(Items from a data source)
((

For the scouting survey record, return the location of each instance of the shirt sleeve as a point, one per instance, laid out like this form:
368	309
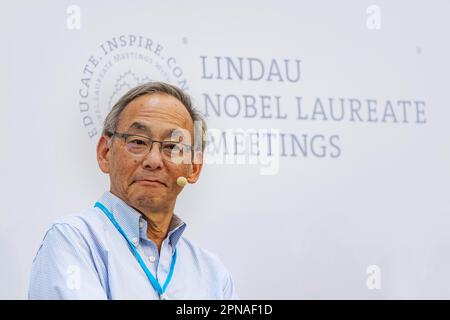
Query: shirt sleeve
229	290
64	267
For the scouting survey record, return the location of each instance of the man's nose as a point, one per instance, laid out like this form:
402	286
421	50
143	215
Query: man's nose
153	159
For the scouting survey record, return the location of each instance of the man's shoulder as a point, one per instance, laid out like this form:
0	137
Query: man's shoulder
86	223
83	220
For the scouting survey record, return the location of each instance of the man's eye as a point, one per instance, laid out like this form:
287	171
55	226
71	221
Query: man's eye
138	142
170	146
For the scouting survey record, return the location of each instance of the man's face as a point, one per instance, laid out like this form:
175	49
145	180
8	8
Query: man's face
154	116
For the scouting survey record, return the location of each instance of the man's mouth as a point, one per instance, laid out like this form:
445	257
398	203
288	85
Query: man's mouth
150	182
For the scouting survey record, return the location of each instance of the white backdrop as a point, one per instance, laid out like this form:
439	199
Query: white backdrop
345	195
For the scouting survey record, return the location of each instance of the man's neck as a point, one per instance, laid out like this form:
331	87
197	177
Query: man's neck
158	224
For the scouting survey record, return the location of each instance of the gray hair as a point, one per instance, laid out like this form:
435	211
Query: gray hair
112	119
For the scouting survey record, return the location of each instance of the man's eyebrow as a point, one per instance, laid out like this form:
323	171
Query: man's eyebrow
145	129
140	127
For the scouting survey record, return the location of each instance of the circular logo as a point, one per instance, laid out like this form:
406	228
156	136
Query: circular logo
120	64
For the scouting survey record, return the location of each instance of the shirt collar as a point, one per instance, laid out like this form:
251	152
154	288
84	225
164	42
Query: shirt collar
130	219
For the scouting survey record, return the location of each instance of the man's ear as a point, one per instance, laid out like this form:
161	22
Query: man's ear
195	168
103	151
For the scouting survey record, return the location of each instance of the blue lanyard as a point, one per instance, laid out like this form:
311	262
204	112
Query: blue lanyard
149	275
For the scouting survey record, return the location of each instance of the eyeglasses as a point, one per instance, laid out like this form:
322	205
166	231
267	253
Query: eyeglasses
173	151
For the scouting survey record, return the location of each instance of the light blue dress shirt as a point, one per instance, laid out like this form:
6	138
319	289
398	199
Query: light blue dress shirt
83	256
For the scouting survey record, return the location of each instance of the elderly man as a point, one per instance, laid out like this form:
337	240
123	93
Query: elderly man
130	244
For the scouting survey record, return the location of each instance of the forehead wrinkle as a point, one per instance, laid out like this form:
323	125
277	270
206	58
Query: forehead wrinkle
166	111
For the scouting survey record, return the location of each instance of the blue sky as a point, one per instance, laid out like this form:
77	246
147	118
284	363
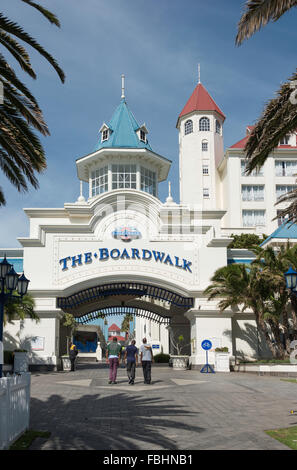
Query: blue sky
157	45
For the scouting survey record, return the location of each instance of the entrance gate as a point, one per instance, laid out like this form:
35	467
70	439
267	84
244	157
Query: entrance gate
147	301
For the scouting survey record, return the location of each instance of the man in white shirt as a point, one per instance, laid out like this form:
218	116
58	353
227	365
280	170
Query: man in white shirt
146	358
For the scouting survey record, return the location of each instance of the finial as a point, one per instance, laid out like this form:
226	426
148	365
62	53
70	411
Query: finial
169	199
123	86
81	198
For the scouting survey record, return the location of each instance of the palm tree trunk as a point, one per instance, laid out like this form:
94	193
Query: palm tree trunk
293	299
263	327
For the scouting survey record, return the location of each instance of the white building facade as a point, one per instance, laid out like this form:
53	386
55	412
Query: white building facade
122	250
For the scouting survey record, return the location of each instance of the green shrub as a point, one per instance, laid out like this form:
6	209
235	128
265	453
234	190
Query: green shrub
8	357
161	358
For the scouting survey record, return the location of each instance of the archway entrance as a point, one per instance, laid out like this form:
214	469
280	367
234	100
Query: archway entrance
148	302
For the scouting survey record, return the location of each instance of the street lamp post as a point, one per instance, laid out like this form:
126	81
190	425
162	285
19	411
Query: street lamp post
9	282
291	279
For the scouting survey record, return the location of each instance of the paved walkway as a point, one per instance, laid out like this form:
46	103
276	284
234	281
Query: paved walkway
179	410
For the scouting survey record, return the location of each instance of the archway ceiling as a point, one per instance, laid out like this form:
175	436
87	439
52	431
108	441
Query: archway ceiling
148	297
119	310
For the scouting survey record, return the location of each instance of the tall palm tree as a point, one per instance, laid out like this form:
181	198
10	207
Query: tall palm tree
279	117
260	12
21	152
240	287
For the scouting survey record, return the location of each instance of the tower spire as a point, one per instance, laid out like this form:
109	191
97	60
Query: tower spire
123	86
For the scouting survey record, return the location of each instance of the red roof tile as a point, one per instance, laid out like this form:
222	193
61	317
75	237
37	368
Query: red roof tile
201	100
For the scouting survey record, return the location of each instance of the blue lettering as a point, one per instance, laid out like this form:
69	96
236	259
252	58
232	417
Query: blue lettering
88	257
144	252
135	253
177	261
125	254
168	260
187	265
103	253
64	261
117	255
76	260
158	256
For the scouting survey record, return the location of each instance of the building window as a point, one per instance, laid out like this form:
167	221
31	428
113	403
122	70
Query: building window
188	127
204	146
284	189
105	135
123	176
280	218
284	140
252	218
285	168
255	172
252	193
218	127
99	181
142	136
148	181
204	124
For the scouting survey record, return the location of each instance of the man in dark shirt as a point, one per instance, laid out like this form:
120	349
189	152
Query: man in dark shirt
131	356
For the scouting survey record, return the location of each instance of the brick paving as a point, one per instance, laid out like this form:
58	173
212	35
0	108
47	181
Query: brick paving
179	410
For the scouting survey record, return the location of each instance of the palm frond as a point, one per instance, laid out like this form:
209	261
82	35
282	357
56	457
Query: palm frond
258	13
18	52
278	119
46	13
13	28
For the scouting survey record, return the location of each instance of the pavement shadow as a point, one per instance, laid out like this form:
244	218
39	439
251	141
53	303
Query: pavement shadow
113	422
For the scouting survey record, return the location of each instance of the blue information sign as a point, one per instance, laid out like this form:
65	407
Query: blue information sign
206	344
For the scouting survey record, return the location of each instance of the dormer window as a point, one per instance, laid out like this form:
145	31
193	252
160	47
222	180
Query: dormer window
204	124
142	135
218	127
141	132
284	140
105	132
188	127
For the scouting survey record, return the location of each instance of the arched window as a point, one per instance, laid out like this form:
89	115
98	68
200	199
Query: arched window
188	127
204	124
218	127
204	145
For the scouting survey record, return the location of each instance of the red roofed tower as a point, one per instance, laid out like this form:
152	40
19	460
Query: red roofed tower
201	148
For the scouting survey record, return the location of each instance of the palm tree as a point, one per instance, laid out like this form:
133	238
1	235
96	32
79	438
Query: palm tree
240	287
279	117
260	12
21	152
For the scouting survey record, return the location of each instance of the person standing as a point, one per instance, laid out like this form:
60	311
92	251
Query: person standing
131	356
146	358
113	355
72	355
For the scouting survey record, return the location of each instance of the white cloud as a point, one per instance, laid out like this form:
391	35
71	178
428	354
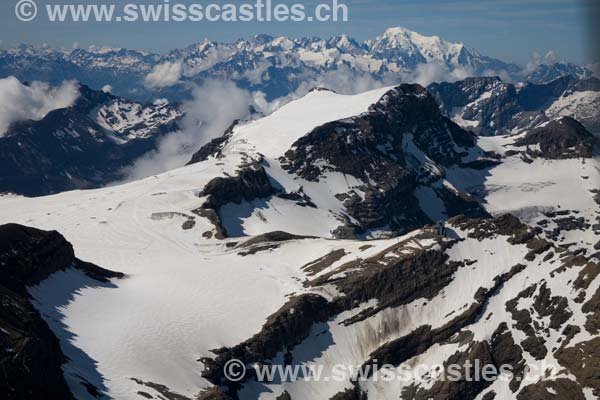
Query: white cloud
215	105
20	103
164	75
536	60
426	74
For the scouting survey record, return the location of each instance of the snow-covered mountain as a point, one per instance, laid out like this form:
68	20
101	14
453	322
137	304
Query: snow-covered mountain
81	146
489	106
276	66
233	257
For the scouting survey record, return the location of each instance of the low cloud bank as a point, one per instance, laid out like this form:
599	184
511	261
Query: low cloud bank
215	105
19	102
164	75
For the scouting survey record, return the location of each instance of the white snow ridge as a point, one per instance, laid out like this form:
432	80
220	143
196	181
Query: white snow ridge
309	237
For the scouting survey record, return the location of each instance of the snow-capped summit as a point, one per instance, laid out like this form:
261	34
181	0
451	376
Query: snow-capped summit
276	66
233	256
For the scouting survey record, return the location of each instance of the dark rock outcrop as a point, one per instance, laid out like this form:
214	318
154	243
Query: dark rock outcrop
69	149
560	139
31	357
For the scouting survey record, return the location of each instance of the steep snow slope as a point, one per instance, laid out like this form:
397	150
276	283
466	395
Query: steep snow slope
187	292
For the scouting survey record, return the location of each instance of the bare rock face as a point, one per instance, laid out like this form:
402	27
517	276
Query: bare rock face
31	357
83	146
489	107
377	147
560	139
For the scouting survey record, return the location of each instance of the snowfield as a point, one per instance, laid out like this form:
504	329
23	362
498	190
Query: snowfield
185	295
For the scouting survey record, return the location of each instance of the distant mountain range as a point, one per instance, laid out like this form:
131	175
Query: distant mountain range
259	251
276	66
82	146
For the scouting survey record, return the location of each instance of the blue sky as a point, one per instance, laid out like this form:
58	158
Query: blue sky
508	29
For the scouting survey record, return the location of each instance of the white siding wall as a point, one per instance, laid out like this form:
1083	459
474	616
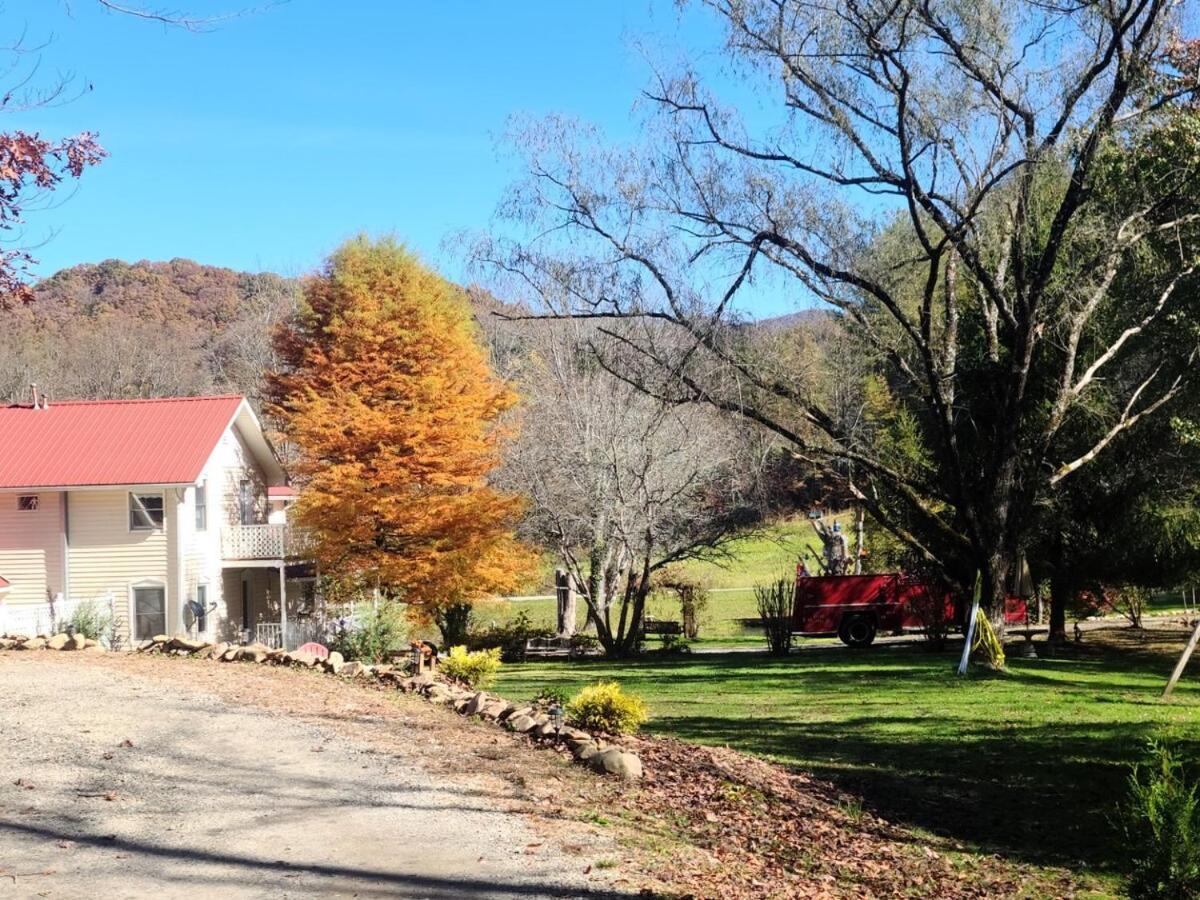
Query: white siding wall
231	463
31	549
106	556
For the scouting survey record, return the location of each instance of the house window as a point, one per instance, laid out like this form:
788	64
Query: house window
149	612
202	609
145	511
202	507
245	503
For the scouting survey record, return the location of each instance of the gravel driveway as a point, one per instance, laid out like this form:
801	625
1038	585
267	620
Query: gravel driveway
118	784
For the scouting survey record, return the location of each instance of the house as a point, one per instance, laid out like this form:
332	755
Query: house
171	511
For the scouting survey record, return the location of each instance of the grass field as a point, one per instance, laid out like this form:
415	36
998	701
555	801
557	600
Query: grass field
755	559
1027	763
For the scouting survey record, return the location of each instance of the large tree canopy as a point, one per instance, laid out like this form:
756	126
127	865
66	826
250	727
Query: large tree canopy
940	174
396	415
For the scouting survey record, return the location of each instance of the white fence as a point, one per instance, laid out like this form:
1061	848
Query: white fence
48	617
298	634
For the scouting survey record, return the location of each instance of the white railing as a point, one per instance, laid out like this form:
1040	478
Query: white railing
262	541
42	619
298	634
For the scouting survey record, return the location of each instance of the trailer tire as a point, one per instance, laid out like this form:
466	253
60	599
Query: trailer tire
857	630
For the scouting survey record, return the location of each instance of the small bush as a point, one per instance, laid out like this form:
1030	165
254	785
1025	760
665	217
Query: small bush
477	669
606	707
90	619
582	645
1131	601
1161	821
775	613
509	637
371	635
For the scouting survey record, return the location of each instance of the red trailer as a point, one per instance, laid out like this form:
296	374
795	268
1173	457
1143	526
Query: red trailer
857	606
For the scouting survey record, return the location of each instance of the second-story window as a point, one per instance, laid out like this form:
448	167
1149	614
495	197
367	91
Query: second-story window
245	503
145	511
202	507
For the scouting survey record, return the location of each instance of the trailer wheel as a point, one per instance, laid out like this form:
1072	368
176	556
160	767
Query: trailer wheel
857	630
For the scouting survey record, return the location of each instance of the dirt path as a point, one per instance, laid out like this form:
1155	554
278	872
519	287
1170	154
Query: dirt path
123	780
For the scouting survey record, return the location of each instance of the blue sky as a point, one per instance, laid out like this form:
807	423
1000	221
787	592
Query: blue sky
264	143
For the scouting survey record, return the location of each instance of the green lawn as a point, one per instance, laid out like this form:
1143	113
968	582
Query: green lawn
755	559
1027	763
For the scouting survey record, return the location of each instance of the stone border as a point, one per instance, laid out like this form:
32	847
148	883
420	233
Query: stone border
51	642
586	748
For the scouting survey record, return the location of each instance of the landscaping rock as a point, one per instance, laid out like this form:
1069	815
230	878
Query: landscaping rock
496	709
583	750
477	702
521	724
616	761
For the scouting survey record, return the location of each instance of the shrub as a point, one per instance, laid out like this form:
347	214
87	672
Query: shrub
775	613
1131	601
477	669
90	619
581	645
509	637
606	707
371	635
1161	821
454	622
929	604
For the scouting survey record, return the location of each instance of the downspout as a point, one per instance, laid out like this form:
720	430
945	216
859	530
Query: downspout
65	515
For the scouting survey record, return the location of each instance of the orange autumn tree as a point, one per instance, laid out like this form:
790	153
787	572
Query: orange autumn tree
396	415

))

§ **Aim of the exercise**:
Repeat the line that contains "of the landscaping", then every line after it until the records end, with nothing added.

§ **Result below**:
For the scouting survey record, return the location of each instance of the landscaping rock as a point, one per instance, laid out like this form:
1069	815
230	878
Query: landscaping rock
496	709
583	750
477	702
521	724
616	761
For the scouting survey record, return the location of each instance of the shrub as a point, one per instance, laid out like this form:
347	214
87	672
Query: shrub
775	613
1131	601
477	669
90	619
581	645
509	637
606	707
371	635
1161	821
454	622
929	604
For the scouting survey record, return the location of each instance of the downspout as a point, one per instance, laid out like this form:
720	430
945	216
859	530
Query: downspout
65	515
For the scouting survey record, return the location of each instance of the orange autumn tree as a point, one per instance, laid out like this form:
790	153
787	572
Query: orange autumn tree
396	415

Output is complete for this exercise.